_EXERCISE DIRECTIONS_. Each entry that appears below should be restated word for word.

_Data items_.

*** Begin section ***

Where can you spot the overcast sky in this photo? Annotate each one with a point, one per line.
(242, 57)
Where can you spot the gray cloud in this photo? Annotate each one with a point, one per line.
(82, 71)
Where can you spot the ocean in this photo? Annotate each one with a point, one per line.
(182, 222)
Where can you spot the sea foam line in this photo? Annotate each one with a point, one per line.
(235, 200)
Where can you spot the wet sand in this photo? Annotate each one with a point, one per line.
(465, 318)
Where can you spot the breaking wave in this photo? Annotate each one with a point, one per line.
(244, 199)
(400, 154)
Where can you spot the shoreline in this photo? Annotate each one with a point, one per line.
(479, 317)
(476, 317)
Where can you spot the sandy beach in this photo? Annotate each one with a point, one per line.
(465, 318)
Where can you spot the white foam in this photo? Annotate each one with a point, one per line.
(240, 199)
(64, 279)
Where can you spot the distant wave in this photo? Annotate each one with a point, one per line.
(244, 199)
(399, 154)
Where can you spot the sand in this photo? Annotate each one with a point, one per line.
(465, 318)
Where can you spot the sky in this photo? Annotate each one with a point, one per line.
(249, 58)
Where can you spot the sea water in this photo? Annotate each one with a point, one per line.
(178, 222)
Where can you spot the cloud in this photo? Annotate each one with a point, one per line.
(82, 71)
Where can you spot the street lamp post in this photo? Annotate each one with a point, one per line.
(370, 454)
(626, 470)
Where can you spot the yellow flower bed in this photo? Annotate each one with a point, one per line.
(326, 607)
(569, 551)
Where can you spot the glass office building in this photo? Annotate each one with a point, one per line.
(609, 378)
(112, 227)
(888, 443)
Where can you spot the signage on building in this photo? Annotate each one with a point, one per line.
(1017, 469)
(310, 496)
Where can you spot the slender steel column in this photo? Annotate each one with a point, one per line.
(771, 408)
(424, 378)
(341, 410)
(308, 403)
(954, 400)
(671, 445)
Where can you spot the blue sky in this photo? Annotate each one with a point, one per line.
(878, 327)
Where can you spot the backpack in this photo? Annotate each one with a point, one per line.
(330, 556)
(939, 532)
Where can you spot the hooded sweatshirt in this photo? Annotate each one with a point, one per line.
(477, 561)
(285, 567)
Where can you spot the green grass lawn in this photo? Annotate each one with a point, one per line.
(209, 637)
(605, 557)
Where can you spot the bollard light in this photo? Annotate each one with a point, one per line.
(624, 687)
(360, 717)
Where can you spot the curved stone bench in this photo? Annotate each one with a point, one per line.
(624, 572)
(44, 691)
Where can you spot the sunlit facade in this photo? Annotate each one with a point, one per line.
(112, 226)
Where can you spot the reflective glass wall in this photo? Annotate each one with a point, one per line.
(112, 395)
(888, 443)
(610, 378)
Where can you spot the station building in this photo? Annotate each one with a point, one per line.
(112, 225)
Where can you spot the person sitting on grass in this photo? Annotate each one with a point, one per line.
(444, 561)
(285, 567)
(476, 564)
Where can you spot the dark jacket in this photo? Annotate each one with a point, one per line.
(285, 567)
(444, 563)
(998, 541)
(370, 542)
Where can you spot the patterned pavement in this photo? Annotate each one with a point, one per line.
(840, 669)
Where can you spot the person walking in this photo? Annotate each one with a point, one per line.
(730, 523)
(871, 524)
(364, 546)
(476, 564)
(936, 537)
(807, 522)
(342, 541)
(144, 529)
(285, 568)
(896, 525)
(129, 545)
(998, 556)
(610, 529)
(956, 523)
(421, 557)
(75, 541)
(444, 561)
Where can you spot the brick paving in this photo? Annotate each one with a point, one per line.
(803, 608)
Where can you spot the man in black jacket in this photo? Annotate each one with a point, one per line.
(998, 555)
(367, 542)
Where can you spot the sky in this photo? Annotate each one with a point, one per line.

*** End section ***

_WRITTEN SOLUTION_.
Where can you spot the overcast sky in this photo? Annotate each one with a point, one per line.
(242, 57)
Where can you spot the gray cloud in this photo? Annotate each one with a point, one per line.
(82, 71)
Where can you spot the ocean in this photo? Annotate each one with a point, one per line.
(182, 222)
Where can you spot the sea foam line in this photo? Annotate each one with a point, one per line.
(235, 200)
Where can you spot the wet sand in this photo? Annotate each one with a point, one per line.
(465, 318)
Where can you spot the breaking wave in this photo? Annotate each one with a point, one per line.
(244, 199)
(400, 154)
Where can you spot the shoreline in this photo? Annotate each one with a point, one per line.
(479, 317)
(476, 317)
Where can you spot the sandy beach in this photo? Annotate each one with a point, one per line.
(465, 318)
Where can you spot the white foam in this photo? Annotate each one with a point, one per line.
(240, 199)
(64, 279)
Where can you spot the distant wave in this photo? Annotate each one with a point, one per line.
(244, 199)
(399, 154)
Where can you spot the sand in this photo? Annotate each one with a point, one per line.
(465, 318)
Where can you spot the sky in this photo? Annotate each one with a point, one per line.
(249, 58)
Where can you spot the sea water in this photo? Annotate each one with a point, one per line.
(178, 222)
Where can you spot the cloud in this photo? Annotate each one with a point, one per line.
(82, 71)
Where can you spot the street lamp post in this photo? Annotate each one with a point, one per line.
(370, 454)
(626, 470)
Where can you spot the yellow flower bed in this photo? Annotate each one with a point, one per line.
(326, 607)
(569, 551)
Where can you spot the glass office building in this photo? Annotate each one with a point, one per line.
(609, 378)
(112, 227)
(888, 443)
Where can you spot the signage on building in this photo? Annotate each one with a point, one per line.
(1017, 469)
(310, 496)
Where can you spot the slender steel column in this photo? Annotate each one with a point, one per line.
(771, 408)
(424, 378)
(341, 410)
(308, 403)
(954, 400)
(671, 445)
Where can you spot the blue sky in this photo? Annotate each one with a point, one per line.
(878, 327)
Where can you spot the backpack in this photo? Annotate each one with a point, one per line.
(330, 556)
(939, 532)
Where can you spot the hooded sweatshirt in this photo? Annotate each one with a point, one per line.
(477, 561)
(285, 567)
Where can you spot the green grass lawn in this photo? Annotate each one with a point, one per line.
(209, 637)
(605, 557)
Where can you spot the bollard light in this photo? Annotate each one with a point, one per line.
(624, 687)
(360, 717)
Where can you spot the curved stone bench in this photo? Annotate each one with a point, one per line.
(624, 572)
(44, 691)
Where can you spot the sunlit facade in this photo? Annotate each one with a point, one per line.
(112, 226)
Where can you spot the reflective glass wall in this photo? Annotate each one with a point, one per line.
(112, 395)
(888, 443)
(610, 378)
Where can you spot the station building in this photo? Annotate each one with a point, one per line.
(112, 225)
Where can you spot the person sitting on grass in this photo? Annotate each one with a point, one per line.
(444, 561)
(285, 567)
(476, 564)
Where can you spot the dark jacket in this photo? Annotate each one with a point, one per line.
(285, 567)
(444, 563)
(998, 541)
(370, 542)
Where can you spot the patterned pavement in this photo? Annotate each one with a point, one per line.
(840, 669)
Where can you spot the person walking in this photo? Annotate each one with a point, one per line.
(730, 523)
(871, 524)
(364, 546)
(476, 564)
(936, 537)
(807, 522)
(342, 541)
(144, 529)
(285, 568)
(896, 525)
(129, 545)
(998, 556)
(610, 529)
(956, 523)
(421, 557)
(75, 541)
(444, 561)
Where can you spot the brick paving in this photo? Annotate each one with a point, one per line.
(803, 608)
Where can you spot the man in black jacket in this photo? Annotate each one with a point, one per line.
(998, 555)
(367, 542)
Where can you spot the sky in this photo? Annotate each one with a point, one per line.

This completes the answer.